> [WHAT TO DO]
(A) According to the passage on the ISSB draft standards, on what date did the consultation period close?
(B) From the passage on the ISSB draft standards, write out the text word for word, starting with "As a reminder, the" and going on through "current ongoing work.".

> [GIVEN TEXT]
— start —
After attracting significant interest from stakeholders, the consultation period for the International Sustainability Standards Board’s (“ISSB”) draft standards closed on 29 July. The ISSB has indicated that it will aim to finalise the standards by the end of the year.

As a reminder, the ISSB released draft standards on sustainability-related disclosures (“IFRS S1”) and on climate-related disclosures (“IFRS S2”) in April 2022.

The responses provided by a group of chief financial officers and institutional investors, convened by Accounting for Sustainability (“A4S”)[1], provide an insight into the business and finance communities’ concerns around the current drafts.

Below are the main points of the respective CFO response (“CFO Statement”) and the investor response (“Investor Statement”). In short, both call for greater global alignment of sustainability reporting and strengthening of the current proposals.

CFO Statement

The CFO Statement focused on the following areas:

  • Alignment: it underlined the urgent need to align existing and emerging sustainability reporting standards, recognising that the ISSB will need to accelerate its current ongoing work.
  • Dynamic and industry-specific nature of materiality: the ISSB standards are investor-focused and centre materiality around the information investors require to assess ‘enterprise value’ (as opposed to targeting a broader range of stakeholders and also assessing businesses’ impact, as a ‘double materiality’ approach does – discussed further below). The CFO Statement suggests that the standards should clarify how such assessment will be carried out (i) given the dynamic nature of what might be considered ‘material’ over time, and (ii) as it recognises that investors may require disclosures on broader impacts to assess risk and inform investment decisions, suggesting that it supports a double materiality approach.

The wider A4S response to the ISSB standards elaborates on how, as sustainability-related risks and opportunities are industry-specific, the standards should reflect this. Whilst, for example, industry-based disclosure requirements are included in Appendix B of IFRS S2, these are based on mostly unchanged existing SASB standards, which were initially developed for the US market. The response underlines that it is important to ensure that these standards are updated as required so that they remain relevant and appropriate for international adoption.

  • Need for clear definitions and guidelines: the CFO Statement notes that having clear definitions and guidelines that enable preparers to report in a transparent, consistent and comparable manner can help support assurance and limit the use of lengthy footnotes and supplemental disclosures. For example, entities are required to disclose ‘significant sustainability-related risks and opportunities’, but ‘sustainability’ is not defined and it is unclear if ‘significant’ has a different meaning or is used interchangeably with ‘material’.
— end —
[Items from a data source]
— start —
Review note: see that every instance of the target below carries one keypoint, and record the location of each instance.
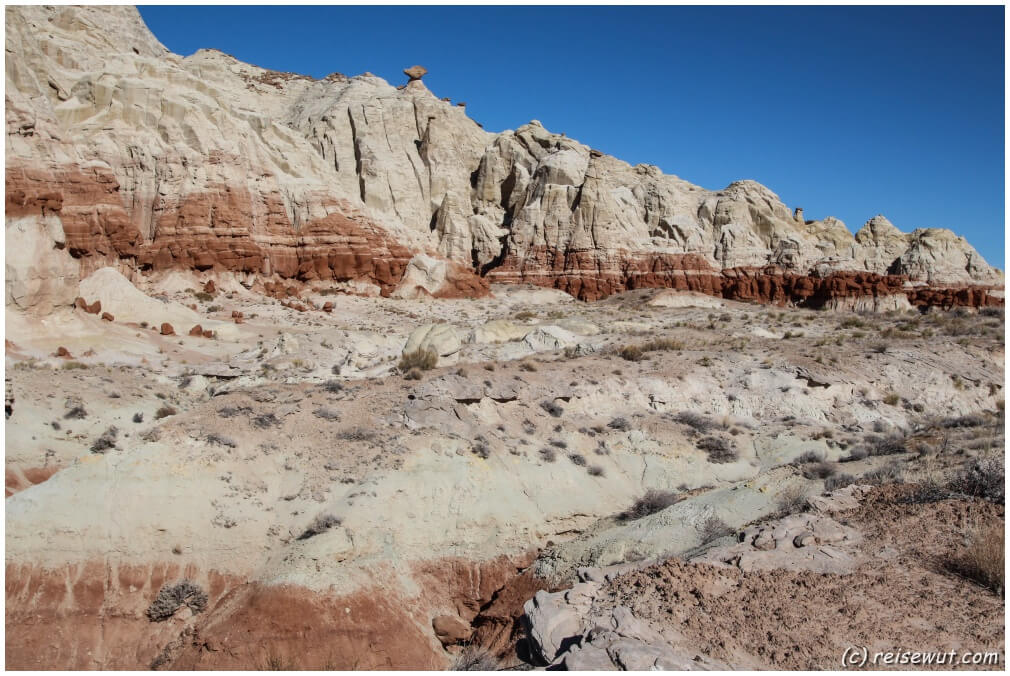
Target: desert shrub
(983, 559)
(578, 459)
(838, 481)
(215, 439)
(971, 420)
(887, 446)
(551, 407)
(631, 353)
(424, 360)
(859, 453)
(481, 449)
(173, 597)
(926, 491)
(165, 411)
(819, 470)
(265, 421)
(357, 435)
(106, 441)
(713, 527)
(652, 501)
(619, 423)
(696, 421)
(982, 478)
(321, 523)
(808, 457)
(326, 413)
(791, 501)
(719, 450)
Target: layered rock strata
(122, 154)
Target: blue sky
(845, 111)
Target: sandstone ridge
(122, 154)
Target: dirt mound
— end —
> [OUTPUTS]
(A) 29 July

(B)
As a reminder, the ISSB released draft standards on sustainability-related disclosures (“IFRS S1”) and on climate-related disclosures (“IFRS S2”) in April 2022.

The responses provided by a group of chief financial officers and institutional investors, convened by Accounting for Sustainability (“A4S”)[1], provide an insight into the business and finance communities’ concerns around the current drafts.

Below are the main points of the respective CFO response (“CFO Statement”) and the investor response (“Investor Statement”). In short, both call for greater global alignment of sustainability reporting and strengthening of the current proposals.

CFO Statement

The CFO Statement focused on the following areas:

  • Alignment: it underlined the urgent need to align existing and emerging sustainability reporting standards, recognising that the ISSB will need to accelerate its current ongoing work.